• _Given exercise A_:
Reproduce the stretch from "Infoseek’s ban emerged" through "off important clients." in the passage on search engine spam rules, changing "redirect pages" to "doorway pages" throughout.
• _Given exercise B_:
Write what comes next in the passage on search engine spam rules, picking up right after its final sentence.

Infoseek’s ban emerged because the adult web site industry has heavily abused redirect pages by loading them with spam. In contrast, high profile optimization companies are hesitant to spam, for fear of scaring off important clients.

Infoseek product manager Jennifer Mullin hadn’t yet read the letter, which just went out, but she said redirect pages were banned because of problems with them from both adult and other sites. Infoseek has no plans to change its policy, at the moment, she said.

Of course, some people may consider the entire concept of targeted web pages to be spamming, redirection or not. Search engines were originally designed to find the best pages from those “naturally” occurring on the web. The idea of manufacturing pages can seem too overt.

However, all of the major search engines allow targeted pages at the moment, even Infoseek, as long as the page contains no redirection and presents the users with the same text that the Infoseek spider sees. In general, target pages must also not mislead visitors about the content at a site. Nor can they contain spam, such as word repetition in the body text or meta tags.

In fact, if these manufactured pages were not allowed, it would be impossible for some sites to ever be found. Good examples are sites with graphic intensive pages, those that use frames, or sites that are completely database driven. These sites can be invisible to the major search engines, in their current state, unless targeted pages represent them.

So there’s a good reason for targeted pages, yet their very existence makes many of the common spam rules that have developed hypocritical. After all, what’s the point of trying to keep a page from “inflating” its score when you readily acknowledge it has no “real” score to begin with?

These type of rules made sense when the web was primarily text based. We had a relatively level playing field then, and the idea of penalizing a page that stuffed itself with extra terms made sense.

The situation is much more complex, now. Rules have evolved and gotten more complicated. For example, one of the most common questions I get is how much repetition is too much in a meta tag. Should a bookseller say “kids books, computer books, science books,” for example, or are they repeating “books” too much? And if they don’t use all those terms, do they reduce the chance of being found?

• _Recorded information_:
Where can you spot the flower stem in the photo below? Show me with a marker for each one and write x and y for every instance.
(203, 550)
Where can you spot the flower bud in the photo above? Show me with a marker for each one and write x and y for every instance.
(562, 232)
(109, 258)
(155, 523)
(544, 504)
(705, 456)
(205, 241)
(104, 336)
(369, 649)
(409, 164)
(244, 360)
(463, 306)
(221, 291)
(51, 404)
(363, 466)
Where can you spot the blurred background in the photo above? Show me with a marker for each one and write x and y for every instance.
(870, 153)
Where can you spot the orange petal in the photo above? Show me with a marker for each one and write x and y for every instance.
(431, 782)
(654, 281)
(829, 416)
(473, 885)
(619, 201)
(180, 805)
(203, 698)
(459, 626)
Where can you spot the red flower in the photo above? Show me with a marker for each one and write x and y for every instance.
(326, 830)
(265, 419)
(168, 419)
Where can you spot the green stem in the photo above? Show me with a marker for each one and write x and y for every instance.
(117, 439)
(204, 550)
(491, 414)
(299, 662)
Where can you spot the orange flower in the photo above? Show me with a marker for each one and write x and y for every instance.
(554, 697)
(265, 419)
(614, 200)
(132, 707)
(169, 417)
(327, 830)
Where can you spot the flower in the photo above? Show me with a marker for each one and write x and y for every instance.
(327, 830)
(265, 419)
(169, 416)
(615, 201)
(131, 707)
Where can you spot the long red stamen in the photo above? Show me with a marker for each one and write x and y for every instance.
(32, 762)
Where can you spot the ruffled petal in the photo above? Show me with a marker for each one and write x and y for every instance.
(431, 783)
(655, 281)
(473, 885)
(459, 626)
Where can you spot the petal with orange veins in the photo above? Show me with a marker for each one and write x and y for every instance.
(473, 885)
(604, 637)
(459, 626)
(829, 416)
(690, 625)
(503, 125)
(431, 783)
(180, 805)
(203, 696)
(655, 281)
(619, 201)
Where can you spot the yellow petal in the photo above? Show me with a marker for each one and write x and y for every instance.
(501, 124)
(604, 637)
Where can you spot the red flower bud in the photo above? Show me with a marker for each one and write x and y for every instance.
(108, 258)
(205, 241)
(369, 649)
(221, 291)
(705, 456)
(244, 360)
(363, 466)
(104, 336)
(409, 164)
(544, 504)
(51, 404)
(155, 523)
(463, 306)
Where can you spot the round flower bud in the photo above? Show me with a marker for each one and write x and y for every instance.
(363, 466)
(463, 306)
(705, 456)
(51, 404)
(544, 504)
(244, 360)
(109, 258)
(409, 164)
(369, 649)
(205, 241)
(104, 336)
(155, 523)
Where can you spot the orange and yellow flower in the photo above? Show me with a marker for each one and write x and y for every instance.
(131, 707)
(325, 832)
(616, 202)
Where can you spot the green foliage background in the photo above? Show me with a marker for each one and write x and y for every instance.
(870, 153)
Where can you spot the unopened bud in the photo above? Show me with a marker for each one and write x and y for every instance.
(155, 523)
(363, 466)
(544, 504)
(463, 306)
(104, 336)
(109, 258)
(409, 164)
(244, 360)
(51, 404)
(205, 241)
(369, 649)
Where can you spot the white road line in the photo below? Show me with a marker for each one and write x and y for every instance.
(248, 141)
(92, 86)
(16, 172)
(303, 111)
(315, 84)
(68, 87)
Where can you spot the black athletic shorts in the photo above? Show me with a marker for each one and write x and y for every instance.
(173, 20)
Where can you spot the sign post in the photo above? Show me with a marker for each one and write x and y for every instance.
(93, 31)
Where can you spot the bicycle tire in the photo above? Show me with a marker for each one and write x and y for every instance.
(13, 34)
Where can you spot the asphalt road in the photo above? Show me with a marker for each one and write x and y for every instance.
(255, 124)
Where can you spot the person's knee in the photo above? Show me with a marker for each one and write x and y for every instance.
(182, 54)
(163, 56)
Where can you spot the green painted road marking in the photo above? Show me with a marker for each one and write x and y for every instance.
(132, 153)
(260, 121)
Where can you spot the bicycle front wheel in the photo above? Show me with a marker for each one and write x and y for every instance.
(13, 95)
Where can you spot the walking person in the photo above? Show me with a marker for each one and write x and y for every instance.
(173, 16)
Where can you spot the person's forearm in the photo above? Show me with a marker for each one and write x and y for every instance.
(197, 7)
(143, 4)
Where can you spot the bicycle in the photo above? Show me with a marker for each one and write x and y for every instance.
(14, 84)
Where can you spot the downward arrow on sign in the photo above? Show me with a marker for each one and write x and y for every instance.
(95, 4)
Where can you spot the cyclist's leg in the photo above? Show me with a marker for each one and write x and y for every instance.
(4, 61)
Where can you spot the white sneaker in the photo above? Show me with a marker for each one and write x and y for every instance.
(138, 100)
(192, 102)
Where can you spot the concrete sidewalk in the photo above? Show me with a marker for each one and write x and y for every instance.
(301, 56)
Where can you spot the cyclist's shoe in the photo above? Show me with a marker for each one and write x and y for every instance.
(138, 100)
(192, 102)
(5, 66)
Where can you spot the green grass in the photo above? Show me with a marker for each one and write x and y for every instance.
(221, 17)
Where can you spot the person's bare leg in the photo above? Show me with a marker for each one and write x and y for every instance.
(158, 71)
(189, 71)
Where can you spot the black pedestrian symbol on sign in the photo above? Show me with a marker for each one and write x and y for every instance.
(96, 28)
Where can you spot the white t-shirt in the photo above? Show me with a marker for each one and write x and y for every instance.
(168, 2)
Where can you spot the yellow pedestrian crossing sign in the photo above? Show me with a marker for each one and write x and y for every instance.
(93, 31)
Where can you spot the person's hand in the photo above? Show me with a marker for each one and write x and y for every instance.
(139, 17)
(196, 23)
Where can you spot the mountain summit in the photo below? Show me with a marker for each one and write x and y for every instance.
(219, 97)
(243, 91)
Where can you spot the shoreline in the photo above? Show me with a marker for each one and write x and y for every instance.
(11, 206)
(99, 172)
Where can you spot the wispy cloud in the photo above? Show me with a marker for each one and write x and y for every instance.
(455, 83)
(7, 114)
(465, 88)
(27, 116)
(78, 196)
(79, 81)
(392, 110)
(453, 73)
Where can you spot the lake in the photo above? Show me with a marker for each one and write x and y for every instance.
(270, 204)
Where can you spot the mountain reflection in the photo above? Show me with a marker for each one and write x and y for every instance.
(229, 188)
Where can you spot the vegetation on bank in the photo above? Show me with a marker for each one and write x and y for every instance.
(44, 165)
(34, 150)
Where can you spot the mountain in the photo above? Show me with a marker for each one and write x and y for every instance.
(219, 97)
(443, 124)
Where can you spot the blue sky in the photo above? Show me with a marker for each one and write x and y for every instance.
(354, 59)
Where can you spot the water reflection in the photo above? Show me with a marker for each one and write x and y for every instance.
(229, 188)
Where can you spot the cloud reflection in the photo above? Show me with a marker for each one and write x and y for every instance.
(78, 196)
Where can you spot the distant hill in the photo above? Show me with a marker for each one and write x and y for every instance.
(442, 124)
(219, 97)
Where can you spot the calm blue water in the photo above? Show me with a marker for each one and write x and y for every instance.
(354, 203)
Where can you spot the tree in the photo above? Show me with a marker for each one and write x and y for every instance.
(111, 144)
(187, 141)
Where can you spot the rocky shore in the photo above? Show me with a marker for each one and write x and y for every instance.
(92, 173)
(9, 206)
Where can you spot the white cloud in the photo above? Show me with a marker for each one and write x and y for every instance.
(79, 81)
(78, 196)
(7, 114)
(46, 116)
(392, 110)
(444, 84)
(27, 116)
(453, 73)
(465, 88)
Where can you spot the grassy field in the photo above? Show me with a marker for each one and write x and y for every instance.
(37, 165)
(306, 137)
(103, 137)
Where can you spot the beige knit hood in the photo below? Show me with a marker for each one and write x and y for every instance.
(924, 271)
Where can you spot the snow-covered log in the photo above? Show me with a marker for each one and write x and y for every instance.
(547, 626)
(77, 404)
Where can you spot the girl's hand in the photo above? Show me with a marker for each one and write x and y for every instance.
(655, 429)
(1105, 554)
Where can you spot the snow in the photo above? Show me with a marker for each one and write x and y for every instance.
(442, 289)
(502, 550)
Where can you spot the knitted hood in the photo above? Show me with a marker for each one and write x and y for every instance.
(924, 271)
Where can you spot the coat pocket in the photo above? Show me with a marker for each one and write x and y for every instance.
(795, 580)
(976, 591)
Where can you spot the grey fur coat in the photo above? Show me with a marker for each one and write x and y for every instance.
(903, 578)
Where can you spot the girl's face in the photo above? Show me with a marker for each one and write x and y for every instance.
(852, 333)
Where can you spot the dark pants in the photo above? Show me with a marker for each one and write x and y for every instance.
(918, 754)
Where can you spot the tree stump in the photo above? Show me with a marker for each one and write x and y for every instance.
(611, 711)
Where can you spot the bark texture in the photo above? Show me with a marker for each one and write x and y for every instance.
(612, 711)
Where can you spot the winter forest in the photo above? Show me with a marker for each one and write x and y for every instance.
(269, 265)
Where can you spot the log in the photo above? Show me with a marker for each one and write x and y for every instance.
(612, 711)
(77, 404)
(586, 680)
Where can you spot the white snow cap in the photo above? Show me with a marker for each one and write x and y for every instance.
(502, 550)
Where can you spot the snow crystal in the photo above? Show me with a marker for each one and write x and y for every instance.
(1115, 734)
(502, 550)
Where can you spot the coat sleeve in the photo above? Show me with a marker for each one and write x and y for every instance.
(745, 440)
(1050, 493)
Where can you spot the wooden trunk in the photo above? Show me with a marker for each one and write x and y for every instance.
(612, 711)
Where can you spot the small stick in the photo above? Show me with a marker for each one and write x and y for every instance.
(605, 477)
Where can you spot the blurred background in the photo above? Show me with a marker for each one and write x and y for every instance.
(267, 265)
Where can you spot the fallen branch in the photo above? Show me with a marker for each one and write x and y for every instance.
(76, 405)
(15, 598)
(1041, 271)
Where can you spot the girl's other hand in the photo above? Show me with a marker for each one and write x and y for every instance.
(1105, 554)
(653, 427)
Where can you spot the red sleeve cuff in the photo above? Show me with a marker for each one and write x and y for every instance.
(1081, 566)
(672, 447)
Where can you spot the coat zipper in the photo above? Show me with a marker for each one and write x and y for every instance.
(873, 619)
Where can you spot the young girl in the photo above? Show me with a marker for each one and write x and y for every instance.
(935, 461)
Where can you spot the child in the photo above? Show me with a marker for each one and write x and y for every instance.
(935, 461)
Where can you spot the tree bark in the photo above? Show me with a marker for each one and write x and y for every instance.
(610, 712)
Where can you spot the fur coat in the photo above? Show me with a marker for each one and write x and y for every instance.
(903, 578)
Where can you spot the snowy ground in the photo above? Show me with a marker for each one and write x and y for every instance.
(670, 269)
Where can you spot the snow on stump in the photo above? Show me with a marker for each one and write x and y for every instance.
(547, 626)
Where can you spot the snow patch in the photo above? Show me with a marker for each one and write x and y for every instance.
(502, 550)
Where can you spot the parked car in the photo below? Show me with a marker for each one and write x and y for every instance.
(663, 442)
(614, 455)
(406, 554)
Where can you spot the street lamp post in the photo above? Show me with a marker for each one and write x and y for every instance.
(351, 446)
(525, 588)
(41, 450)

• _Exercise result A_:
Infoseek’s ban emerged because the adult web site industry has heavily abused doorway pages by loading them with spam. In contrast, high profile optimization companies are hesitant to spam, for fear of scaring off important clients.

• _Exercise result B_:
There is no correct answer, because the rules are unpublished and vary by search engine. The result is an incredibly confusing mess for site owners that want to know the basic things they should do to be found. They are forced to rely on guesswork, experimentation, rumor and the few bits of dependable information that search services choose to release.

Given this, it’s easy to say that what’s needed is a set of standard rules that everyone can follow. If we all abide by them, then we’ll be back to the level playing field. Just tell us the rules, and we’ll play fair.

The problem is two-fold. First, the more rules a search engine provides, the more ammunition is provided to those who want to bend the rules or break them altogether. The potential traffic payoff makes this a constant attraction, especially when it is easy to set up shop elsewhere on the web and start again if you find your domain gets banned.

Second, and more important, the idea of giving everyone rules to follow doesn’t result in more relevant pages. It results in top ranked pages from people who are smarter at following the rules. Often, that corresponds with relevant pages. But the distinction is important.

Imagine a certification program with 15 companies all participating. Each of these companies has a client that wants to do well for “auto repair.” Only 10 of them will make the top listings, in most places. That means the remaining five will have upset clients who are not happy with a second page listing. So they’ll go back and rework their pages, albeit within the “rules,” to secure a better placement. As a result, some of the other companies will lose positioning. Thus, they’ll go back and rework their own pages, putting the cycle into a constant loop.

The result is not that the most “relevant” pages are being listed. Instead, the people on top will be those who are cleverest about putting words into a particular order on the crafted target pages they’ll inevitably submit.

In contemplating solutions, we must recognize that all this fury over positioning is concentrated primarily on popular single and two word terms. Remove these from the equation somehow, and suddenly, many spam rules might be unnecessary. That’s because it is not worth the time to spam for longer terms that don’t bring in huge amounts of traffic.

Given this, it may make sense for the major search engines to consider experimenting with the GoTo model and accept paid links, especially for competitive terms.

This may sound like sacrilege, especially to professional researchers, but the reality is that paid links already exist indirectly. Sites listed for top terms are often there because they have paid an optimization company to put them there, or because they have invested significant time (and thus money) to achieve a position on their own.

It’s even arguable that allowing paid links might increase relevancy. For one, the search engines would have more direct control over who’s accepted. At GoTo, only sites truly relevant for terms are allowed to bid on them.

Moreover, search engines now spend significant resources in combating spam. Allowing paid links might greatly defuse the spamming situation, allowing them to concentrate their resources on improving search technology.

Paid links certainly make more sense than trying to certify optimizers to follow rules that are already outdated. Even Bruemmer, who’s leading the certification charge, likes the simpler idea of moving to paid links rather than certification.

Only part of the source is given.